What is expected → Rewrite all of the data below as a numbered list with no blank lines between items. Leave the picture markers out of your answer.

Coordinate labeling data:
(begin)

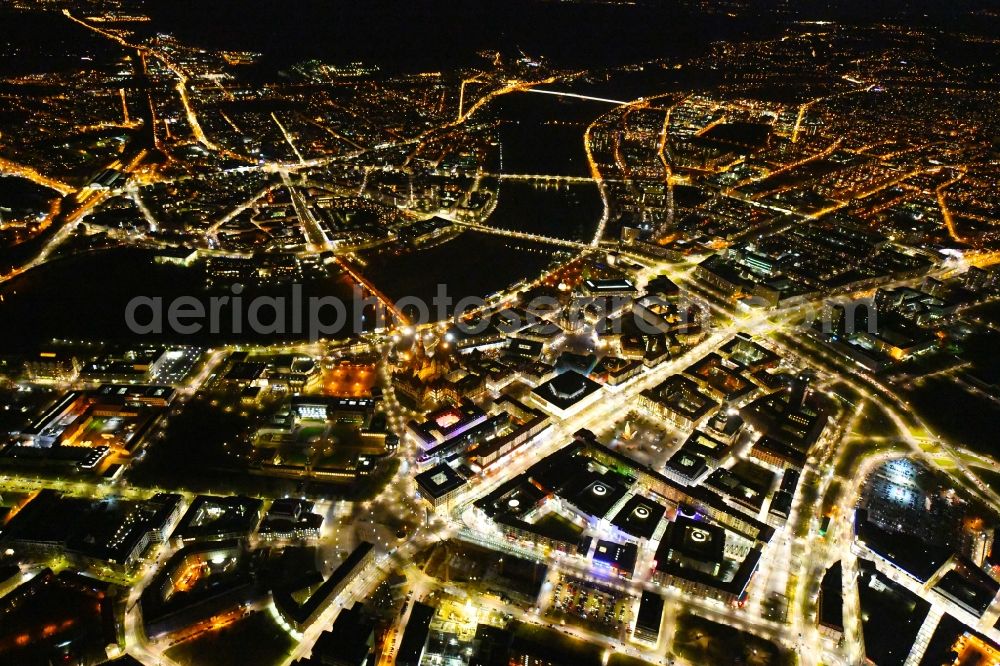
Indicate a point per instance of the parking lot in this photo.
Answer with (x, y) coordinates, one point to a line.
(590, 605)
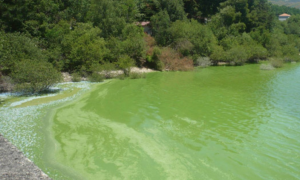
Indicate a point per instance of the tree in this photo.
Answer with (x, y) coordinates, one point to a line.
(34, 76)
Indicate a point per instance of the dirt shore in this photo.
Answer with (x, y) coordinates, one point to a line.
(14, 165)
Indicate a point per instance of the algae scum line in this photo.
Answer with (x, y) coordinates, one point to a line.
(214, 123)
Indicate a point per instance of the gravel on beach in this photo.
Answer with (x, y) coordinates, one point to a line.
(14, 165)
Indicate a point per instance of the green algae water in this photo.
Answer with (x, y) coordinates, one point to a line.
(213, 123)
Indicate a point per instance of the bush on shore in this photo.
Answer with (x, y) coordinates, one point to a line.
(266, 67)
(76, 77)
(136, 75)
(173, 62)
(96, 77)
(203, 62)
(32, 76)
(276, 62)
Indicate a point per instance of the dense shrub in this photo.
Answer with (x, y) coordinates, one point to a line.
(153, 60)
(96, 77)
(203, 62)
(266, 67)
(6, 84)
(276, 62)
(32, 76)
(136, 75)
(14, 47)
(125, 63)
(76, 77)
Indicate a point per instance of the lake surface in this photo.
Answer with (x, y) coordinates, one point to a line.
(213, 123)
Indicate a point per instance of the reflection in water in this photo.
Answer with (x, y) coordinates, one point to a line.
(215, 123)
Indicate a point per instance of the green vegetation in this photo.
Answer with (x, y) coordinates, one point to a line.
(34, 76)
(89, 36)
(288, 3)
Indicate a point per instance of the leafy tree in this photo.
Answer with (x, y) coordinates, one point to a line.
(14, 47)
(34, 76)
(202, 40)
(160, 23)
(83, 47)
(125, 63)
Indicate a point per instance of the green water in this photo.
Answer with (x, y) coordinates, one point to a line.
(215, 123)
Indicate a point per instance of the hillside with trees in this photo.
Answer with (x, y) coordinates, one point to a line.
(88, 36)
(289, 3)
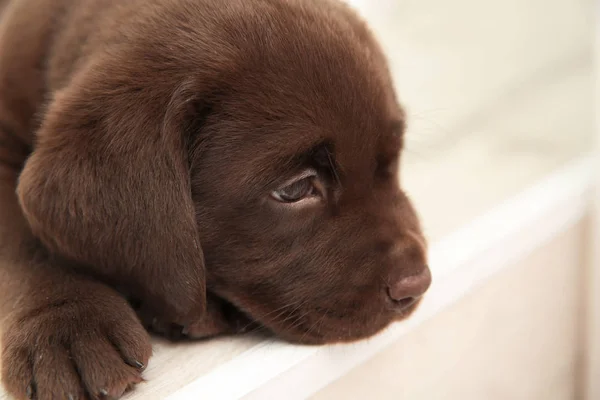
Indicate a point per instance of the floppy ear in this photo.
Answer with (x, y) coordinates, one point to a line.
(108, 186)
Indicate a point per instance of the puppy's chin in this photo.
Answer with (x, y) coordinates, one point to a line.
(322, 329)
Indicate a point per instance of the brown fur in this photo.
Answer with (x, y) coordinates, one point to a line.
(143, 139)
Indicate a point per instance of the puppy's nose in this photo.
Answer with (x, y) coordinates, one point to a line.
(406, 291)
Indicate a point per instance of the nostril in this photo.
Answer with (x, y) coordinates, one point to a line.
(402, 303)
(406, 291)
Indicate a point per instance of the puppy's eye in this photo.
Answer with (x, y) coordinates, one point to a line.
(296, 191)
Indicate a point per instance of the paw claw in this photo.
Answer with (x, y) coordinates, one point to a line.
(29, 392)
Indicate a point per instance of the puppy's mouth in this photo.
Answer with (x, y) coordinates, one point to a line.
(321, 325)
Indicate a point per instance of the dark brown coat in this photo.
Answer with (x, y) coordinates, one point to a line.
(215, 161)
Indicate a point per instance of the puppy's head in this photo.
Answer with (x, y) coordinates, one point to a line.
(250, 149)
(295, 179)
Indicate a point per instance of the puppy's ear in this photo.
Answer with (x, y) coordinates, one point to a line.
(108, 185)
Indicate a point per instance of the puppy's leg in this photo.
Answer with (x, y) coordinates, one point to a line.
(64, 336)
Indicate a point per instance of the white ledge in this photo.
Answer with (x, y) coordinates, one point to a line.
(460, 262)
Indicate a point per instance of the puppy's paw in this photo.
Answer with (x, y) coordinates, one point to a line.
(75, 349)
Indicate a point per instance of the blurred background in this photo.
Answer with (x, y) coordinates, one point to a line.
(500, 104)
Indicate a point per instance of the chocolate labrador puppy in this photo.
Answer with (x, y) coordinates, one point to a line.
(209, 160)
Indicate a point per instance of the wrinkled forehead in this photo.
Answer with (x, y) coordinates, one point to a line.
(306, 89)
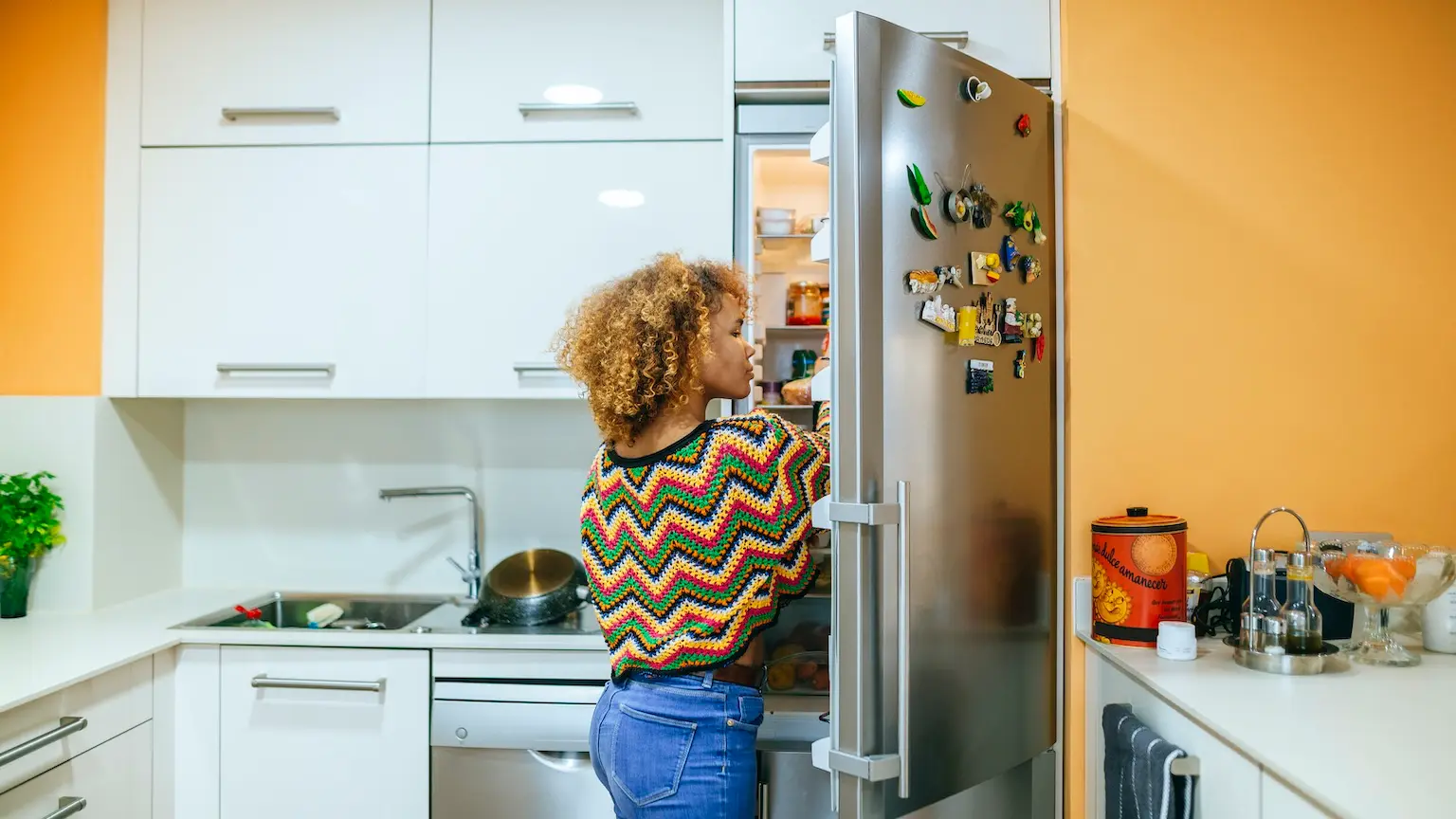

(end)

Written solution →
1. Indicate a point per instance of the parking lot in this photo.
2. Answer with (x, y) coordinates, one point to a line.
3. (590, 605)
4. Indicate a point per instance of the tree in this photo.
5. Answer with (x, y) coordinates, one point to a line.
6. (34, 76)
7. Indicate a point per instance of the dirt shore in this photo.
8. Answer with (x, y) coordinates, one point to a line.
9. (14, 165)
10. Indicate a point per instance of the algae scum line in this photo.
11. Answer with (x, y) coordinates, one point to a line.
12. (214, 123)
13. Indicate a point per instance of the gravel on beach in this photo.
14. Answer with (x, y) coordinates, one point to a line.
15. (14, 165)
16. Indicate a point per instance of the green algae water in this photo.
17. Answer with (x, y) coordinates, one point to a line.
18. (213, 123)
19. Indicate a point per instance of the bush on shore in this photo.
20. Answer with (x, y) coordinates, one point to a line.
21. (266, 67)
22. (76, 77)
23. (136, 75)
24. (173, 62)
25. (96, 77)
26. (203, 62)
27. (32, 76)
28. (276, 62)
29. Indicate a point per instance of the dense shrub in this photo.
30. Answer with (x, y) coordinates, one point to a line.
31. (153, 60)
32. (96, 77)
33. (203, 62)
34. (266, 67)
35. (6, 84)
36. (276, 62)
37. (32, 76)
38. (136, 75)
39. (14, 47)
40. (125, 63)
41. (76, 77)
42. Indicate a point per instance of the lake surface in this photo.
43. Answer with (x, y) coordinates, one point to a line.
44. (213, 123)
45. Indicate a point per instance of the reflection in water in this photo.
46. Answer with (x, y) coordinates, one point to a line.
47. (215, 123)
48. Indicate a point per instance of the green vegetation in this photo.
49. Answer with (x, y) coordinates, one point to a line.
50. (34, 76)
51. (89, 36)
52. (288, 3)
53. Indicate a point per instance of the leafy tree in this photo.
54. Answer with (x, y) coordinates, one point to a line.
55. (14, 47)
56. (34, 76)
57. (202, 40)
58. (160, 23)
59. (83, 47)
60. (125, 63)
61. Indicate a point per instance of the green water in this photo.
62. Answer with (x, y) coordinates, one point to a line.
63. (215, 123)
64. Indicate a point per instance of the hillside with trees in this photo.
65. Answer with (x, y) coordinates, one point to a line.
66. (88, 36)
67. (289, 3)
68. Indicate a point per instance of the floppy ear in this photo.
69. Answer with (x, y) coordinates, one point to a line.
70. (108, 186)
71. Indicate a point per instance of the puppy's chin in this photo.
72. Answer with (x, y) coordinates, one point to a line.
73. (322, 329)
74. Indicate a point per instance of the brown fur in this photo.
75. Answer with (x, y) coordinates, one point to a line.
76. (143, 139)
77. Indicate a point per instance of the puppy's nose in this photo.
78. Answer with (x, y) coordinates, one point to a line.
79. (406, 291)
80. Indicate a point per instance of the nostril in this photo.
81. Answer with (x, y) coordinates, one point to a line.
82. (402, 303)
83. (406, 291)
84. Indicate a point per instance of the puppy's eye in this photo.
85. Answer with (x, y) coordinates, one point to a line.
86. (296, 191)
87. Indicate a point per instance of the paw claw in this photo.
88. Answer with (x, y) coordinates, one point to a line.
89. (29, 392)
90. Indicate a point per instance of the puppy's mouth in this photo.
91. Answer with (x, y) coordinates, one point to a line.
92. (321, 325)
93. Indicate a point per instance of the dark brown coat in this photo.
94. Answer with (x, y) coordinates, one point to a line.
95. (215, 161)
96. Indicate a point per instance of the puppy's head in this photo.
97. Answer with (x, y) coordinates, one point to a line.
98. (250, 149)
99. (295, 179)
100. Indicate a point per instance of the puppy's ear in this photo.
101. Answer with (x, y) coordinates, one point to a line.
102. (108, 185)
103. Indicate a point per instance of the puppy's leg in this photo.
104. Answer with (x, y) coordinates, one point to a line.
105. (64, 336)
106. Indicate a point per instance of the white ledge in this photo.
107. Answer with (x, y) coordinates, one point to a line.
108. (460, 262)
109. Indicate a point per instance of the puppy's paw in this photo.
110. Answer with (x, y) coordinates, one point to a line.
111. (75, 349)
112. Indicate a point per instance of the blurred background in this photo.
113. Answer with (x, y) coordinates, one point to a line.
114. (500, 104)
115. Indicate a point per instance of the chocolate labrador puppy in this photo.
116. Answer with (x, y) coordinates, one point to a line.
117. (209, 160)
118. Indicate a point per instance of the wrinkled forehead in this photo.
119. Answer with (x, y) coordinates, one point to a line.
120. (306, 89)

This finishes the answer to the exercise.